_WHAT THE EXERCISE ASKS:_
For the entries below, the expected answer is the line with "Where can the statue's", the line with "Where can the statue of", and every line between them, exactly as written, and nothing more.

Image-grounded pointing data:
────────────────────
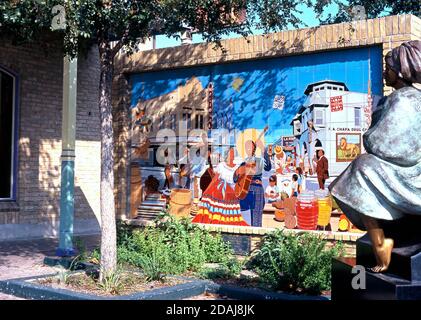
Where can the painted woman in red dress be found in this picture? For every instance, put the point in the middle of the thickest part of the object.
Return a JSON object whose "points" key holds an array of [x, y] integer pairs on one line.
{"points": [[219, 204]]}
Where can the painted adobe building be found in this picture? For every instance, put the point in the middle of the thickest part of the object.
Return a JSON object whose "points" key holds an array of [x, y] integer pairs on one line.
{"points": [[361, 51]]}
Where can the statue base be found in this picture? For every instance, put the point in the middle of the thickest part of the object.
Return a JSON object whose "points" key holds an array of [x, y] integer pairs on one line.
{"points": [[378, 286], [402, 281]]}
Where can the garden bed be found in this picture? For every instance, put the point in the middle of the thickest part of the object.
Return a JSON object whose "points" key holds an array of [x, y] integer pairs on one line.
{"points": [[40, 288]]}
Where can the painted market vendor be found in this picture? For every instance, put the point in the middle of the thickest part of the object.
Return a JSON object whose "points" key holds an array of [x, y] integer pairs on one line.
{"points": [[385, 183]]}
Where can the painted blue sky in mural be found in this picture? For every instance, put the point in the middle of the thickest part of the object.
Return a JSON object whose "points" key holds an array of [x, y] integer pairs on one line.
{"points": [[244, 92]]}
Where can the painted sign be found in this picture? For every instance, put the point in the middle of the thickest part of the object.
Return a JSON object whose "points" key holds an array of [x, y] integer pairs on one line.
{"points": [[336, 104]]}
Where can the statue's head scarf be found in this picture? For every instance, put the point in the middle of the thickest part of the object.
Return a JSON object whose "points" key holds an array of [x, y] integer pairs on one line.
{"points": [[405, 60]]}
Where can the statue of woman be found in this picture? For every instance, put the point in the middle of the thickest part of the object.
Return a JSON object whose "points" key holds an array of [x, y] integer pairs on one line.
{"points": [[385, 183]]}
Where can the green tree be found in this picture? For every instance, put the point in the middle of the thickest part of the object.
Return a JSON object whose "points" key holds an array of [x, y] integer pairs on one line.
{"points": [[113, 24]]}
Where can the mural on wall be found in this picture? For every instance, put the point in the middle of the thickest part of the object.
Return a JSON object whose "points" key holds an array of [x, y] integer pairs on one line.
{"points": [[348, 146], [277, 113]]}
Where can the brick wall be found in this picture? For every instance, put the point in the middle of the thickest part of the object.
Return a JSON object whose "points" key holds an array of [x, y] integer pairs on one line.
{"points": [[387, 32], [40, 67]]}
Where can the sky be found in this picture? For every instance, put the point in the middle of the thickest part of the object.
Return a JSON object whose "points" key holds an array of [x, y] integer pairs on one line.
{"points": [[308, 16]]}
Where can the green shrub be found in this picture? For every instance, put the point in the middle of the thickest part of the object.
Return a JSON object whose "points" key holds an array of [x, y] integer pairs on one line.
{"points": [[295, 262], [171, 247]]}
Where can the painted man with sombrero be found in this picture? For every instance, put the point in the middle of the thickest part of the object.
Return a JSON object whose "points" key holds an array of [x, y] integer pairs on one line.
{"points": [[257, 160]]}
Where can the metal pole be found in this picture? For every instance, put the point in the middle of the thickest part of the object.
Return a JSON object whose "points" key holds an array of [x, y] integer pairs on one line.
{"points": [[68, 157]]}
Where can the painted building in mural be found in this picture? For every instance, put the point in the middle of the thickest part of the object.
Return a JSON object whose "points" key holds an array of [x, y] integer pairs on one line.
{"points": [[332, 118], [271, 92], [317, 94]]}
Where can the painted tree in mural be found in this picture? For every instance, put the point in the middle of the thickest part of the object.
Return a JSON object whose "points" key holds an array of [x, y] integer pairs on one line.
{"points": [[113, 24]]}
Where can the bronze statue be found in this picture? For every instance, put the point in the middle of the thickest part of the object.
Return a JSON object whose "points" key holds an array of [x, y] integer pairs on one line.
{"points": [[385, 183]]}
────────────────────
_THE COMPLETED TASK:_
Where can the statue's head scarf be found in this picture? For every instance, put the point in the middle of the thickest part of the object.
Return a JSON object whose "points" key holds an array of [x, y] integer pairs on one line.
{"points": [[405, 60]]}
Where can the statue of woman be found in this picture? For every instance, put the point in the middle of the thickest part of the object.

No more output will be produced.